Point annotation records:
____

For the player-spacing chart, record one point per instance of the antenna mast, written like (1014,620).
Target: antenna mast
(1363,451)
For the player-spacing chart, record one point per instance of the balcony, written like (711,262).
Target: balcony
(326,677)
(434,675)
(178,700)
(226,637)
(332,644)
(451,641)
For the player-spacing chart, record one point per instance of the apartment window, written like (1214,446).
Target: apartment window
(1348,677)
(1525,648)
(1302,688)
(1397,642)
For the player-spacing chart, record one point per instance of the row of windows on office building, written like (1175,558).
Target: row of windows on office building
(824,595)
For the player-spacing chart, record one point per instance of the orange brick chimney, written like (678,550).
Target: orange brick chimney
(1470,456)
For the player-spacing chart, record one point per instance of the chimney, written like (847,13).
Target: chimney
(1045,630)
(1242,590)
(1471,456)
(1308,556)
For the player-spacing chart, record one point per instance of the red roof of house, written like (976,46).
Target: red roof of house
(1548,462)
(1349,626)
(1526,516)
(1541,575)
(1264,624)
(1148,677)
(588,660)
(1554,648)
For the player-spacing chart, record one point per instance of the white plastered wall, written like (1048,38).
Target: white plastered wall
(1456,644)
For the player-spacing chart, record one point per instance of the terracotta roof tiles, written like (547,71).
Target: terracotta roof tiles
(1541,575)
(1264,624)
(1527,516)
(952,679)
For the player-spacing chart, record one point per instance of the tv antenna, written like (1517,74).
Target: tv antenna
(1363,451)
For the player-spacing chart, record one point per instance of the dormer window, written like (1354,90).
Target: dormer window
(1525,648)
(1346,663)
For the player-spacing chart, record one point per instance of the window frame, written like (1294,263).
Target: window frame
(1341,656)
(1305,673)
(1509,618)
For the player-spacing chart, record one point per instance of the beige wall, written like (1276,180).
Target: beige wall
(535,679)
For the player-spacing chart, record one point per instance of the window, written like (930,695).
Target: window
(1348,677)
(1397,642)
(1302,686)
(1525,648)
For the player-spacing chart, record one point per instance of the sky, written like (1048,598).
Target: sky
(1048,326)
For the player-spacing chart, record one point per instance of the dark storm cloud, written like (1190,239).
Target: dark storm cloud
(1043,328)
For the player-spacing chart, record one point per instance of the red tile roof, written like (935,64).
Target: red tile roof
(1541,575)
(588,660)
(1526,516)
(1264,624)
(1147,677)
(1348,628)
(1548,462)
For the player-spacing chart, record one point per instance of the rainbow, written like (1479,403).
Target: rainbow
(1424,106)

____

Description of the task - Extract every line of the items above and reproduce each one verbatim, in its original order.

Written solution -
For the player-spacing chart, record one point per instance of the antenna mast, written like (1014,620).
Target: antenna mast
(1363,451)
For the player-spacing chart, record one point per instance of the balcony, written like (711,262).
Target: balcony
(326,677)
(434,675)
(178,700)
(226,637)
(332,644)
(451,641)
For the player-spacing chart, record one point per instance of the apartment window, written like (1214,446).
Target: apartment window
(1348,677)
(1525,648)
(1302,688)
(1397,642)
For the player-spacing chart, record one point per instance of the row of windows on office building, written like (1175,558).
Target: row of windows on office building
(824,595)
For the player-spacing chart, record one point per instance of the orange brick chimney, written like (678,550).
Target: orange brick chimney
(1470,456)
For the player-spacing chart, record one point per instance of the chimney, written like (847,13).
Target: chimney
(1045,630)
(1242,590)
(1471,456)
(1308,556)
For the player-spacing chart, record one point per instance of the red roof of house, written like (976,46).
Target: red roof of house
(1548,462)
(1349,626)
(1526,516)
(1541,575)
(1264,624)
(1148,677)
(588,660)
(1554,648)
For the player-spacing chart, record one point per instance of the white plastered wall, written like (1048,38).
Target: white plastered wall
(1456,644)
For the player-spacing chart, record one point per instance of the terracotta roof tiles, written like (547,71).
Target: terracotta roof tiles
(1541,575)
(1264,624)
(1527,516)
(952,679)
For the player-spacing chart, record one point per instance of the tv antenna, written like (1517,74).
Target: tv antenna
(1363,451)
For the player-spacing chart, record one point per instance of the dormer window, written like (1354,90).
Target: dormer window
(1525,648)
(1346,663)
For the player-spacing chart, record one point per instance of the window frame, written like (1294,263).
Target: window frame
(1341,656)
(1305,673)
(1509,618)
For the player-spacing chart, record one point per instance of the beige wall, written like (1276,180).
Target: beige wall
(535,679)
For the player-spacing chart, record one point per instance of the window, written like (930,695).
Target: window
(1348,677)
(1397,642)
(1302,686)
(1525,648)
For the player-spacing chart, record one point per instance of the sky, written like (1048,598).
Target: sky
(1048,326)
For the player-spacing chart, record one point per instance of the dark storm cloud, written like (1190,239).
Target: dark storm cloud
(1043,328)
For the player-spacing chart, record one point per instance of the red tile roof, written like (935,64).
Target: red tile roof
(1541,575)
(588,660)
(1526,516)
(1264,624)
(1147,677)
(1348,628)
(1548,462)
For the player-spacing chart, record one point per instance of the rainbow, written like (1479,403).
Target: rainbow
(1424,106)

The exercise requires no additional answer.